◆ RECORDS PROVIDED ◆
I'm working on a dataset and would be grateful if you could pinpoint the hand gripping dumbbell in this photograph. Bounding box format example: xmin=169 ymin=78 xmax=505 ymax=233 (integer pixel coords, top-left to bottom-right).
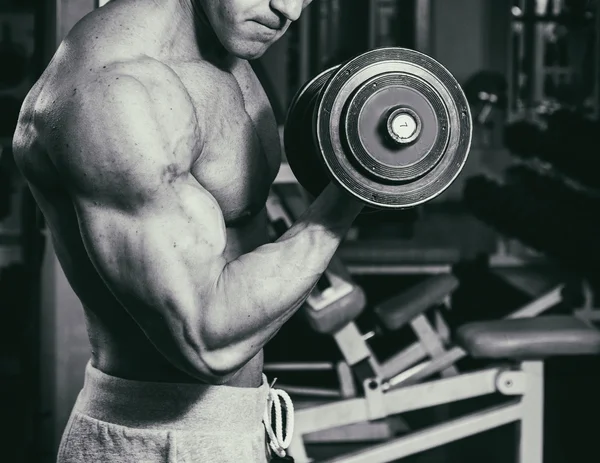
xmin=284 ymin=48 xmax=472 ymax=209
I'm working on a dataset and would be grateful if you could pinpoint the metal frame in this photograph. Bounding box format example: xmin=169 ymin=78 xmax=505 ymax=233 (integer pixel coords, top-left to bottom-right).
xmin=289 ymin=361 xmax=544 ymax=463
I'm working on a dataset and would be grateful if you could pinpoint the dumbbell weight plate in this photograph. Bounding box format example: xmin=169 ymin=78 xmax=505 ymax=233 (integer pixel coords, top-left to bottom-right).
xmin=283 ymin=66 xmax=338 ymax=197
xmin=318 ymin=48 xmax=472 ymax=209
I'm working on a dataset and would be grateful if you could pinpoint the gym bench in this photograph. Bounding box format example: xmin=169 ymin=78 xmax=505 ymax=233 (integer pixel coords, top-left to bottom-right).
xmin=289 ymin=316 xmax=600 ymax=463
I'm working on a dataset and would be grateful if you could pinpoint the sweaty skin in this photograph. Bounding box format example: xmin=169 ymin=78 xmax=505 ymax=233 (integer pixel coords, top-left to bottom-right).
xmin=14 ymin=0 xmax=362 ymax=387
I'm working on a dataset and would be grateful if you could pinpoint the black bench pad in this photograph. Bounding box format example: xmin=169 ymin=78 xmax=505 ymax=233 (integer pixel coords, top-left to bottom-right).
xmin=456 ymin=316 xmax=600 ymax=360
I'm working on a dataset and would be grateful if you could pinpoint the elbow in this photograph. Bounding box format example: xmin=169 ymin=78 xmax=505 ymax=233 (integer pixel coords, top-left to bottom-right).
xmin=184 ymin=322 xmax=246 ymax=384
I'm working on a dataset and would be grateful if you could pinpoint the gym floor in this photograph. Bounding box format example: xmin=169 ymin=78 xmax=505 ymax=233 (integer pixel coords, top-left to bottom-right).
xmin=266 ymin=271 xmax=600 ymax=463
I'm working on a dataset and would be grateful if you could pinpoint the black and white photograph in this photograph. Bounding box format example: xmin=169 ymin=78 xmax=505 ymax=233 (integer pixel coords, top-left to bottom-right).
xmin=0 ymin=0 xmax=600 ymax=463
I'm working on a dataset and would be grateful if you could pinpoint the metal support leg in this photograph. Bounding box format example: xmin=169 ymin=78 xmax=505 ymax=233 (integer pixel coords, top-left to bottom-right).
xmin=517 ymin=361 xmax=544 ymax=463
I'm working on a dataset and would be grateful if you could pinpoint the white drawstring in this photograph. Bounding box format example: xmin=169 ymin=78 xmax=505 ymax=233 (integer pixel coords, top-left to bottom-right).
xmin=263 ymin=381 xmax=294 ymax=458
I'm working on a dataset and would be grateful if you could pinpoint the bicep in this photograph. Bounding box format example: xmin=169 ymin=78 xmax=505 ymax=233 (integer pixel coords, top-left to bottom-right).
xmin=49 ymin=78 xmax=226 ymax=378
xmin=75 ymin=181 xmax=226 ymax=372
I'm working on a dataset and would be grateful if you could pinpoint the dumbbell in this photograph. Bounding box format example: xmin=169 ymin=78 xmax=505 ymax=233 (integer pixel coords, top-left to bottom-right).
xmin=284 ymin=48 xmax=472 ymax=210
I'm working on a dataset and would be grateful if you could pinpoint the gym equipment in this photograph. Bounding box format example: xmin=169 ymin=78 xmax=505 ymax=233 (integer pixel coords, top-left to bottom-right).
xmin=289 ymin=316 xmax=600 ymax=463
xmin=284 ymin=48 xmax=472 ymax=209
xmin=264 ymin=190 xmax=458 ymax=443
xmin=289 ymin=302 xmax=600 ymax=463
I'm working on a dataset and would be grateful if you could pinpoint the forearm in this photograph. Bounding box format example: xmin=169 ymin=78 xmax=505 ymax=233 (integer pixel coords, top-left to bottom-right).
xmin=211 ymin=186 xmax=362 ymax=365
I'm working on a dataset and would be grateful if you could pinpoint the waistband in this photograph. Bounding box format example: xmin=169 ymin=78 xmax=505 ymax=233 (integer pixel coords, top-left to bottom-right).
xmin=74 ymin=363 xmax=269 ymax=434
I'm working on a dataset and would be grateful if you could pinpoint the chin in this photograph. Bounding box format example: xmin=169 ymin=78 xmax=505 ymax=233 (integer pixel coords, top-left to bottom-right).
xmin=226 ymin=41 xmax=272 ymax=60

◆ WHAT YOU SHOULD DO ◆
Lay out the listing above as a two-column CSV with the header row text,boxes. Each item gets one row holding its wording and its answer, each in a single double-quoted field with line breaks turned into spaces. Cover every item in the listing and leave the pictures out.

◆ WORKED ANSWER ◆
text,boxes
"I'm working on a dataset and would be grateful if you could pinpoint the hand gripping dumbbell in this photograph. Bounding box format example: xmin=169 ymin=78 xmax=505 ymax=233 (integer pixel coords, top-left to bottom-right).","xmin=284 ymin=48 xmax=472 ymax=209"
"I'm working on a dataset and would be grateful if you could pinpoint the metal frame in this photograph. Bounding box format example: xmin=169 ymin=78 xmax=505 ymax=233 (integer pixel coords, top-left to bottom-right).","xmin=289 ymin=361 xmax=544 ymax=463"
"I'm working on a dataset and would be grateful if you could pinpoint the dumbbell weight plate in this photograph. Bounding box format example: xmin=169 ymin=78 xmax=505 ymax=233 (integer pixel coords, top-left to bottom-right).","xmin=283 ymin=66 xmax=338 ymax=197 xmin=318 ymin=48 xmax=472 ymax=209"
"I'm working on a dataset and would be grateful if you could pinpoint the gym bench in this photograph. Bounding box format example: xmin=169 ymin=78 xmax=505 ymax=233 (integer pixel coords, top-left to bottom-right).","xmin=289 ymin=316 xmax=600 ymax=463"
"I'm working on a dataset and would be grateful if you could pinpoint the sweaty skin in this photograph. Bounding box format example: xmin=169 ymin=78 xmax=505 ymax=233 (integer pixel coords, top-left to bottom-right).","xmin=14 ymin=0 xmax=362 ymax=387"
"I'm working on a dataset and would be grateful if you could pinpoint the black bench pad in this photograph. Bounding box format example: xmin=169 ymin=78 xmax=505 ymax=233 (integer pixel coords, top-left to bottom-right).","xmin=456 ymin=316 xmax=600 ymax=360"
"I'm working on a dataset and would be grateful if you could pinpoint the elbow in this photograph. Bounding box format example: xmin=169 ymin=78 xmax=505 ymax=233 (integer pixel coords, top-left to bottom-right).","xmin=184 ymin=322 xmax=246 ymax=384"
"I'm working on a dataset and would be grateful if you could pinpoint the gym floor in this photograph. Bounding box format example: xmin=169 ymin=78 xmax=505 ymax=233 (integer pixel coords, top-left to bottom-right).","xmin=266 ymin=271 xmax=600 ymax=463"
"I'm working on a dataset and would be grateful if you could pinpoint the black and white photograph in this photograph. Bounding box format example: xmin=169 ymin=78 xmax=505 ymax=233 (integer pixel coords, top-left to bottom-right).","xmin=0 ymin=0 xmax=600 ymax=463"
"I'm working on a dataset and would be grateful if you could pinpoint the metal support leg in this photograph. Bounding box format example: xmin=169 ymin=78 xmax=505 ymax=233 (integer pixel coords, top-left to bottom-right).","xmin=517 ymin=361 xmax=544 ymax=463"
"I'm working on a dataset and would be grateful if you could pinpoint the white drawstring in this photograph. Bounding box format example: xmin=169 ymin=78 xmax=505 ymax=233 (integer pixel coords, top-left to bottom-right).","xmin=263 ymin=381 xmax=294 ymax=458"
"I'm working on a dataset and would be grateful if you could pinpoint the bicep in this photograph. Bounding box format example: xmin=169 ymin=78 xmax=505 ymax=233 (integer pixel coords, top-left to bottom-right).","xmin=49 ymin=78 xmax=226 ymax=378 xmin=75 ymin=181 xmax=226 ymax=372"
"I'm working on a dataset and would be grateful if you could pinpoint the dumbbell in this photograph. Bounding box format example: xmin=169 ymin=78 xmax=505 ymax=233 (integer pixel coords, top-left to bottom-right).","xmin=284 ymin=48 xmax=472 ymax=210"
"I'm working on a dataset and would be grateful if you could pinpoint the gym equipment in this photograph. Bounding box format example: xmin=169 ymin=78 xmax=505 ymax=233 (integer pixel coords, top-left to bottom-right).","xmin=289 ymin=316 xmax=600 ymax=463 xmin=284 ymin=48 xmax=472 ymax=209 xmin=264 ymin=190 xmax=458 ymax=443 xmin=289 ymin=302 xmax=600 ymax=463"
"I'm working on a dataset and would be grateful if you could pinpoint the forearm in this photograph. Bounding box format example: xmin=169 ymin=78 xmax=505 ymax=233 (integer pixel coords, top-left to bottom-right).","xmin=211 ymin=186 xmax=362 ymax=365"
"I'm working on a dataset and would be grateful if you could pinpoint the waistband in this photograph. Bounding box format example: xmin=169 ymin=78 xmax=505 ymax=233 (integer pixel coords, top-left to bottom-right).","xmin=74 ymin=363 xmax=269 ymax=434"
"I'm working on a dataset and would be grateful if you could pinpoint the chin in this photograph. Bounding box format example: xmin=169 ymin=78 xmax=505 ymax=233 (integer pixel coords, top-left to bottom-right).","xmin=226 ymin=41 xmax=272 ymax=60"